• Data for the task

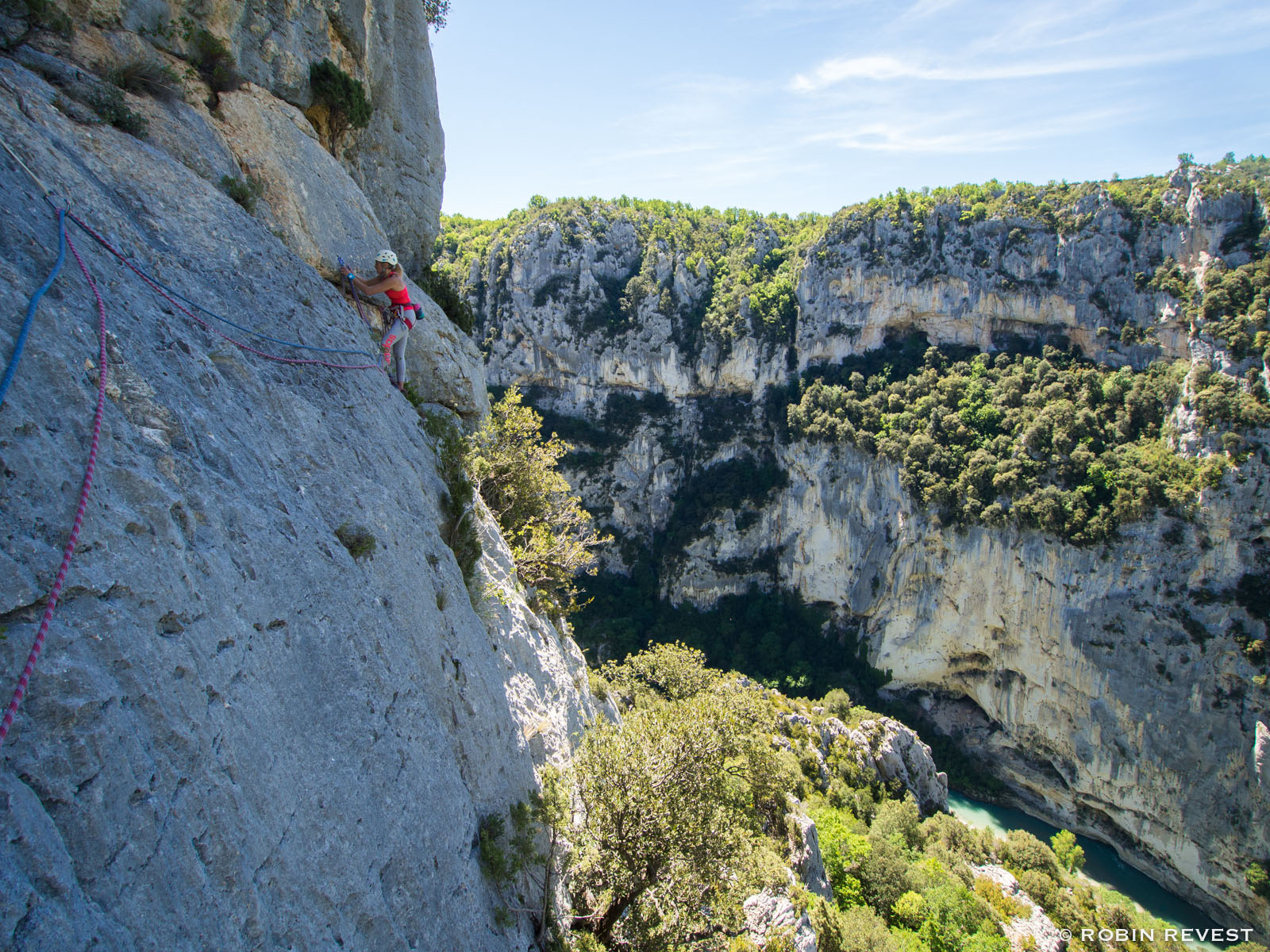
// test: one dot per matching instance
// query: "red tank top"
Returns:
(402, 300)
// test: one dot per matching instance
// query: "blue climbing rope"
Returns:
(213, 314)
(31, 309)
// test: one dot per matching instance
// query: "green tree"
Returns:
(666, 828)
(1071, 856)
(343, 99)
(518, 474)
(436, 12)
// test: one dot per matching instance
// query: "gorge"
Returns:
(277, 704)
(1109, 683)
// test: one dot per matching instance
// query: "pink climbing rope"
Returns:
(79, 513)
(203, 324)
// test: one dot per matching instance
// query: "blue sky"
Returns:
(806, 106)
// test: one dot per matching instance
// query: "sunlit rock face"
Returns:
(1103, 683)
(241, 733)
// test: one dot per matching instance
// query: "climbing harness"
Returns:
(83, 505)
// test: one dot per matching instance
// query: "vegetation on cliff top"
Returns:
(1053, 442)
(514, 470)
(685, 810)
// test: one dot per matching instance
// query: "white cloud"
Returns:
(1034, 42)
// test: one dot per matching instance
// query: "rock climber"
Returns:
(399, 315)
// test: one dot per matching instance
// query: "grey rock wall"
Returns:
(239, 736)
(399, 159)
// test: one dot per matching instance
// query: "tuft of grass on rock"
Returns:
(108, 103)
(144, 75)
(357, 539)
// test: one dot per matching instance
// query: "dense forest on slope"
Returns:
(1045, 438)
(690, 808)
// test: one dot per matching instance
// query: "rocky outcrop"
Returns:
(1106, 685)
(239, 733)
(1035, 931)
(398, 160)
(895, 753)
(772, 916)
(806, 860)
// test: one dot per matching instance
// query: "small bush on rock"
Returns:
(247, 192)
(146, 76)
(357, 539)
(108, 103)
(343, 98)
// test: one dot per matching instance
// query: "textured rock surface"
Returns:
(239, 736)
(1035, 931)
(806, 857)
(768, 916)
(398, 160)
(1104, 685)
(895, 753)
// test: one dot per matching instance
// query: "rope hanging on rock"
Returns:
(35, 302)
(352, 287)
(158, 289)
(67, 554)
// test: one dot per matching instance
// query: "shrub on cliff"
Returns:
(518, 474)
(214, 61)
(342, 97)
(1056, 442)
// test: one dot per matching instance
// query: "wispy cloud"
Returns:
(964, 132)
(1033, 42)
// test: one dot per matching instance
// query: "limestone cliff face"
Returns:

• To be done
Extract every line of the records that contains the word "blue", reproducing each line in full.

• Response to this exercise
// query: "blue climbing rope"
// query: "blue sky"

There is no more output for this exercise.